======== SUPPLIED RECORDS ========
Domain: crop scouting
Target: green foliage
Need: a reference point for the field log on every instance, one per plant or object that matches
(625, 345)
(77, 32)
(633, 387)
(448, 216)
========
TASK OBJECTIVE:
Reproduce the material above line for line, with no changes.

WRITTEN RESPONSE:
Domain: crop scouting
Target: green foliage
Need: a reference point for the field log on every instance, one per plant or object that matches
(625, 345)
(77, 32)
(633, 387)
(448, 216)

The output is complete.